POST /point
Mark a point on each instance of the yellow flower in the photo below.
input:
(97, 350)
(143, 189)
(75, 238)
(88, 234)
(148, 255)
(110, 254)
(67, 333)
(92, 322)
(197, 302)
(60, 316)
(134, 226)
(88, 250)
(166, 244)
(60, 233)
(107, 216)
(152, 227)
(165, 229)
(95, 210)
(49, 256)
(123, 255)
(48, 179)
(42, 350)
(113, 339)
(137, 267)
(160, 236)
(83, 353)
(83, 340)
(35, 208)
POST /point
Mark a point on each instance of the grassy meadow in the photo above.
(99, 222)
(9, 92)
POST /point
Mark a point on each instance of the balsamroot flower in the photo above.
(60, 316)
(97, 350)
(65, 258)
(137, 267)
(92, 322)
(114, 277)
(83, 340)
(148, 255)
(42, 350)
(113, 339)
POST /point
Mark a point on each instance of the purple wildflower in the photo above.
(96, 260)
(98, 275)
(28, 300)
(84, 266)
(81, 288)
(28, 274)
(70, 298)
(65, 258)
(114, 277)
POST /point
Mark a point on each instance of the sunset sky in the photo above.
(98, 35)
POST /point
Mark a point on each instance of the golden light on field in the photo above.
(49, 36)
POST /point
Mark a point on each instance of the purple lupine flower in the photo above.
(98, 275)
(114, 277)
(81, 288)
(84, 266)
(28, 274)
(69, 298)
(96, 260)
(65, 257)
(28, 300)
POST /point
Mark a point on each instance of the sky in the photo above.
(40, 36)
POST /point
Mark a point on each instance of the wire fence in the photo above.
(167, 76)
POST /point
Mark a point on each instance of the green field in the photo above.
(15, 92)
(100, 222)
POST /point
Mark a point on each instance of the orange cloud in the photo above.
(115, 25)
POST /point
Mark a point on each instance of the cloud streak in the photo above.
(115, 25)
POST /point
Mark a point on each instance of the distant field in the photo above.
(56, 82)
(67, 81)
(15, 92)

--- --- ---

TASK STATEMENT – Would you give the entries back word for word?

OUTPUT BELOW –
POST /point
Mark a point on each instance of the yellow flower in the photo below.
input:
(97, 350)
(143, 189)
(75, 238)
(88, 234)
(148, 255)
(110, 254)
(67, 333)
(92, 322)
(197, 302)
(60, 316)
(134, 226)
(88, 250)
(166, 244)
(60, 233)
(107, 216)
(152, 227)
(165, 229)
(95, 210)
(49, 256)
(123, 255)
(48, 179)
(42, 350)
(113, 339)
(137, 267)
(160, 236)
(83, 353)
(83, 340)
(35, 208)
POST /point
Mark a point on each instance of the grassy meadow in the photo above.
(99, 222)
(9, 92)
POST /point
Mark a point on each instance of the balsamroot flower in the photo above.
(60, 316)
(97, 350)
(65, 258)
(137, 267)
(92, 322)
(114, 277)
(83, 340)
(148, 255)
(42, 350)
(113, 339)
POST /point
Mark a point on each instance of the purple wildflower in the photo above.
(96, 260)
(98, 275)
(28, 300)
(84, 266)
(81, 288)
(28, 274)
(70, 298)
(65, 258)
(114, 277)
POST /point
Mark a point on each instance of the sunset sky in the photo above.
(98, 35)
POST /point
Mark a point on each instance of the golden light on field in the photo above.
(49, 36)
POST /point
Mark a point on each instance of the purple lupine flower in the photo above.
(98, 275)
(114, 277)
(81, 288)
(84, 266)
(28, 274)
(69, 298)
(96, 260)
(65, 257)
(28, 300)
POST /point
Mark a point on each instance of the sky in the photo above.
(40, 36)
POST /point
Mark a point on each instance of the wire fence in the photo above.
(167, 76)
POST /point
Mark a point on each instance of the green field in the photo above.
(15, 92)
(100, 222)
POST /point
Mark a point on each instance of the orange cloud in the photo above.
(115, 25)
POST /point
Mark a point on each instance of the cloud streak in the photo above.
(115, 25)
POST /point
Mark a point on each instance of the distant field in the photo above.
(56, 82)
(67, 81)
(15, 92)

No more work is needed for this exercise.